AIM
Transcribe every record that appears below, exactly and in full.

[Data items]
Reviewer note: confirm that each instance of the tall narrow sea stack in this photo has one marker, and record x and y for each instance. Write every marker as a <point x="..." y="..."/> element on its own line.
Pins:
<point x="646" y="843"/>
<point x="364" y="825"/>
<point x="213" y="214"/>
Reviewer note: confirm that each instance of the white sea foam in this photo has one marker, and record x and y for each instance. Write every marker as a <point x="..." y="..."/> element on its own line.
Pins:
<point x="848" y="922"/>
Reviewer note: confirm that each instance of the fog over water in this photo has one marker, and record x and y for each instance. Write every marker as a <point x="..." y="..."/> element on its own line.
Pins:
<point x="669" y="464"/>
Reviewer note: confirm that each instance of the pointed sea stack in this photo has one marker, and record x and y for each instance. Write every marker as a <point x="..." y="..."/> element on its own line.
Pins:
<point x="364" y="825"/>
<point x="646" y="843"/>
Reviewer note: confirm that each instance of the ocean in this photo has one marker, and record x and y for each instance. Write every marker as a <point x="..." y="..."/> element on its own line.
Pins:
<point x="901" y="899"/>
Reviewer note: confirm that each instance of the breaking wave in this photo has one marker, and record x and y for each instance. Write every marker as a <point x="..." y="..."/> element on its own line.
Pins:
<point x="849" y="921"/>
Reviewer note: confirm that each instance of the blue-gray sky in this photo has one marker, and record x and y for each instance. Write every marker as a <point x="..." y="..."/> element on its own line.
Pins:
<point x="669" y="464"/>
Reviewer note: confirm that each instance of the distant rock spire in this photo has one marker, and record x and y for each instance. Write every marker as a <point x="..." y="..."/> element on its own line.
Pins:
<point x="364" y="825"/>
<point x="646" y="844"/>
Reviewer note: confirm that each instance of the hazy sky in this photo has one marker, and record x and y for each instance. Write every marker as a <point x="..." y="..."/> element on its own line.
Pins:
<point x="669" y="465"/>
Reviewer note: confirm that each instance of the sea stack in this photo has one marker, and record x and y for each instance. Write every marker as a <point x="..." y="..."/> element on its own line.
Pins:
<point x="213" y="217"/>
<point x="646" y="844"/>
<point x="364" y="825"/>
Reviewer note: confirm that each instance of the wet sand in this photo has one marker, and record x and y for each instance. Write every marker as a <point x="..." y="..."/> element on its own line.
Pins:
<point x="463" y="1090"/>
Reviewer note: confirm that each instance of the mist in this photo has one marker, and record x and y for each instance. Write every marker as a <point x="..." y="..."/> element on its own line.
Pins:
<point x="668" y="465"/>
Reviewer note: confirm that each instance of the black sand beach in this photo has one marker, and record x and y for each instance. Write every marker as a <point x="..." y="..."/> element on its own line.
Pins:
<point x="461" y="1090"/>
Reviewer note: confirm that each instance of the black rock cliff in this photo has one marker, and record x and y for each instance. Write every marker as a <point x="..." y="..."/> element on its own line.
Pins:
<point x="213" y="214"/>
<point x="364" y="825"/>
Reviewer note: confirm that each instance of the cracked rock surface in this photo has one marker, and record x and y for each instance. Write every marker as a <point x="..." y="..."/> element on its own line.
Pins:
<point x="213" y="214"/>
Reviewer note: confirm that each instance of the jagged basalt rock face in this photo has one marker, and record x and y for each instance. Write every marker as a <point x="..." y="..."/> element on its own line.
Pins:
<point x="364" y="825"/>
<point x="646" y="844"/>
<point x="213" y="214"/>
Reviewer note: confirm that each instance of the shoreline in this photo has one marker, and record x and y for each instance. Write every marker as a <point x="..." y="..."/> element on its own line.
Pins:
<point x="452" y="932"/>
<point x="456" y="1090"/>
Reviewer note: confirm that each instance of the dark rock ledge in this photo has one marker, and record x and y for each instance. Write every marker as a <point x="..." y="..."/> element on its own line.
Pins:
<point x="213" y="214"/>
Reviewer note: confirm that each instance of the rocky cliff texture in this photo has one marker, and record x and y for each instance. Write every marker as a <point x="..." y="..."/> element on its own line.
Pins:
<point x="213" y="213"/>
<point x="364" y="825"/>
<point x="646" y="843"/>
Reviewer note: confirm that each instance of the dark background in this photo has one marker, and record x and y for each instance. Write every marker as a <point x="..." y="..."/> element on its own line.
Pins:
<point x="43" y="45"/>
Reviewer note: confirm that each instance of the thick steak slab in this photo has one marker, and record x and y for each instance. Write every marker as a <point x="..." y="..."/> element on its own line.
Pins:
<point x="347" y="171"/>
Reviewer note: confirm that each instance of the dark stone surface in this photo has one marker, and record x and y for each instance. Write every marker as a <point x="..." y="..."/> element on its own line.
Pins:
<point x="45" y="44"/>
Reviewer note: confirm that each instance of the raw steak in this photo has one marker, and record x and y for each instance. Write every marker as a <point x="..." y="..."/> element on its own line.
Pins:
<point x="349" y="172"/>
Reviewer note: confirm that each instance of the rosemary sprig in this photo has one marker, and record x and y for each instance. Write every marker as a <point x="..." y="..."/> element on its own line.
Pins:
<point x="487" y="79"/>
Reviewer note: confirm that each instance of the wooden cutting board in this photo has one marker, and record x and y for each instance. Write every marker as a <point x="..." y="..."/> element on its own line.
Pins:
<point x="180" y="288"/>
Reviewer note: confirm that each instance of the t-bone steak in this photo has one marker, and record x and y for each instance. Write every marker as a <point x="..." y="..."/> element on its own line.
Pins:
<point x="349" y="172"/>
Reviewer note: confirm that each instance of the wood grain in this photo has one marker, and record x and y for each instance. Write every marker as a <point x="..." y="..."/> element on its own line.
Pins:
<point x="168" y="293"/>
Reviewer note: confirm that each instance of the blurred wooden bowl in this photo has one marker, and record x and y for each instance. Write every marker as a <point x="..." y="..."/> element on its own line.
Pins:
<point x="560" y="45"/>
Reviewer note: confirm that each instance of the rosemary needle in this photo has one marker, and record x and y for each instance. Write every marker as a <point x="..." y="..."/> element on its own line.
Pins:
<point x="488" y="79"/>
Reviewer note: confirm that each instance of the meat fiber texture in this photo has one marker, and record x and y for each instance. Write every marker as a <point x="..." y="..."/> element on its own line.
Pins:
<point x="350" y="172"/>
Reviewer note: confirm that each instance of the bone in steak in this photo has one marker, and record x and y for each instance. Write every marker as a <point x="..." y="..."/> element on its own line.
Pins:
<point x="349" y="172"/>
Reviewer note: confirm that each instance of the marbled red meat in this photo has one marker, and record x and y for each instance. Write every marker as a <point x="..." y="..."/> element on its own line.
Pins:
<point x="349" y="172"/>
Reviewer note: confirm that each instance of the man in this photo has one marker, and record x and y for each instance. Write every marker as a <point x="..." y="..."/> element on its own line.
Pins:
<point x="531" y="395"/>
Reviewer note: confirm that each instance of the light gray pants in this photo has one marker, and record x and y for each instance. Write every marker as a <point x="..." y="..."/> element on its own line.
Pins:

THE COMPLETED TASK
Reviewer note: confirm that each instance of the tall narrow sea stack in this photo has one marker, and record x and y for each instance. Write every marker as a <point x="..." y="..."/> element on its own line.
Pins:
<point x="646" y="843"/>
<point x="364" y="825"/>
<point x="213" y="214"/>
Reviewer note: confirm that each instance of the white sea foam in this photo has one marker, and record x and y for each instance. Write every marker as a <point x="..." y="..."/> element on its own line.
Pins:
<point x="848" y="922"/>
Reviewer note: confirm that each instance of the fog over water in this photo has one marker, and record x and y for each instance. Write every marker as a <point x="..." y="..."/> element on its own line.
Pins:
<point x="669" y="464"/>
Reviewer note: confirm that each instance of the pointed sea stack in this photo has one marker, and record x and y for each instance. Write every marker as a <point x="..." y="..."/> element on its own line.
Pins:
<point x="364" y="825"/>
<point x="646" y="843"/>
Reviewer note: confirm that each instance of the ocean in this photo has one marker, and record x and y for each instance. Write every marker as a <point x="..." y="..."/> element on its own line.
Pins:
<point x="901" y="899"/>
Reviewer note: confirm that each instance of the breaking wave in this photo has one marker, and record x and y for each instance. Write every marker as a <point x="..." y="..."/> element on its own line.
Pins:
<point x="849" y="921"/>
Reviewer note: confirm that each instance of the blue-gray sky in this photo has one marker, and record x and y for each instance. Write every marker as a <point x="..." y="..."/> element on its own line.
Pins:
<point x="669" y="464"/>
Reviewer note: confirm that each instance of the distant rock spire in this photo has one marker, and record x and y for each instance. Write every marker as a <point x="..." y="..."/> element on its own line.
Pins:
<point x="364" y="825"/>
<point x="646" y="844"/>
Reviewer note: confirm that each instance of the hazy sky in this photo has one marker, and record x and y for each instance. Write every marker as a <point x="..." y="..."/> element on its own line.
Pins:
<point x="669" y="465"/>
Reviewer note: confirm that each instance of the sea stack in this photo has one marker, and record x and y for each instance. Write every marker as a <point x="..." y="..."/> element on its own line.
Pins:
<point x="213" y="217"/>
<point x="646" y="844"/>
<point x="364" y="825"/>
Reviewer note: confirm that each instance of the wet sand in this photo has one marker, and record x and y for each instance. Write every marker as a <point x="..." y="..."/> element on its own line.
Pins:
<point x="463" y="1090"/>
Reviewer note: confirm that each instance of the mist in this photo has one marker, and record x and y for each instance. Write every marker as a <point x="..." y="..."/> element on its own line.
Pins:
<point x="668" y="465"/>
Reviewer note: confirm that each instance of the black sand beach in this photo has one marker, and record x and y for each instance. Write every marker as a <point x="..." y="..."/> element on its own line.
Pins:
<point x="461" y="1090"/>
Reviewer note: confirm that each instance of the black rock cliff in this photo has one marker, and record x and y for each instance. Write every marker as a <point x="..." y="..."/> element on its own line.
Pins:
<point x="213" y="214"/>
<point x="364" y="825"/>
Reviewer note: confirm that each instance of the cracked rock surface in this photo has one marker, and record x and y for each instance. Write every marker as a <point x="..." y="..."/> element on its own line.
Pins:
<point x="213" y="214"/>
Reviewer note: confirm that each instance of the jagged basalt rock face in this photo has one marker, and record x and y for each instance. Write every marker as a <point x="..." y="..."/> element on its own line.
Pins:
<point x="364" y="825"/>
<point x="646" y="844"/>
<point x="213" y="214"/>
Reviewer note: confirm that each instance of the shoreline in this photo has one marker, and record x and y for each instance. Write every marker as a <point x="..." y="..."/> element on its own line.
Pins:
<point x="452" y="932"/>
<point x="456" y="1090"/>
Reviewer note: confirm that each instance of the dark rock ledge in this photo has one marker, and record x and y for each instance. Write every marker as a <point x="..." y="..."/> element on its own line.
Pins:
<point x="213" y="214"/>
Reviewer note: confirm that each instance of the rocky cliff texture in this photo has one marker, and record x and y for each instance. Write every marker as a <point x="..." y="..."/> element on its own line.
Pins:
<point x="213" y="213"/>
<point x="364" y="825"/>
<point x="646" y="843"/>
Reviewer note: confirm that each instance of the dark background in this photo has one marker, and record x and y for each instance. Write every marker as a <point x="..." y="..."/> element on its own line.
Pins:
<point x="43" y="45"/>
Reviewer note: confirm that each instance of the thick steak slab in this photo has one marker, and record x and y for each instance. Write every marker as a <point x="..." y="..."/> element on its own line.
Pins:
<point x="347" y="171"/>
Reviewer note: confirm that each instance of the dark stone surface in this photo has one marker, and record x and y for each instance. Write every marker as a <point x="..." y="..."/> element on its own line.
Pins:
<point x="45" y="44"/>
Reviewer note: confirm that each instance of the raw steak in this photo has one marker, and record x and y for each instance. Write every marker as a <point x="..." y="..."/> element on its own line.
Pins:
<point x="349" y="172"/>
Reviewer note: confirm that each instance of the rosemary sprig in this photo has one marker, and record x and y for each instance. Write every marker as a <point x="..." y="..."/> element on its own line.
Pins:
<point x="487" y="79"/>
Reviewer note: confirm that each instance of the wooden cutting board in this photo has one marker, and record x and y for each instance. Write every marker as a <point x="..." y="..."/> element on its own line.
Pins:
<point x="180" y="288"/>
Reviewer note: confirm that each instance of the t-bone steak in this photo has one marker, and record x and y for each instance. Write every marker as a <point x="..." y="..."/> element on its own line.
Pins:
<point x="349" y="172"/>
Reviewer note: confirm that each instance of the wood grain in this photo has one marker, and record x and y for each instance. Write every marker as a <point x="..." y="..."/> element on its own line.
Pins:
<point x="168" y="293"/>
Reviewer note: confirm that each instance of the blurred wooden bowl in this photo has one marker, and record x and y for each instance. Write every marker as a <point x="..." y="..."/> element on its own line.
Pins:
<point x="560" y="45"/>
Reviewer note: confirm that each instance of the rosemary needle in this photo has one marker, and record x and y for each instance. Write every marker as a <point x="..." y="..."/> element on its own line.
Pins:
<point x="488" y="79"/>
Reviewer note: confirm that each instance of the meat fiber texture in this photo has one marker, and record x and y for each instance. Write every marker as a <point x="..." y="..."/> element on its own line.
Pins:
<point x="350" y="172"/>
Reviewer note: confirm that each instance of the bone in steak in this photo has one marker, and record x and y for each instance. Write every marker as a <point x="..." y="..."/> element on its own line.
Pins:
<point x="349" y="172"/>
Reviewer note: confirm that each instance of the marbled red meat in this photo has one marker, and record x and y for each instance. Write every marker as a <point x="..." y="..."/> element on its own line.
Pins:
<point x="349" y="172"/>
Reviewer note: confirm that each instance of the man in this photo has one marker, and record x and y for each instance. Write every marker as a <point x="..." y="..."/> element on its own line.
Pins:
<point x="531" y="395"/>
Reviewer note: confirm that each instance of the light gray pants in this photo has one marker, and record x and y for each instance. Write every marker as a <point x="..." y="..."/> element on its own line.
Pins:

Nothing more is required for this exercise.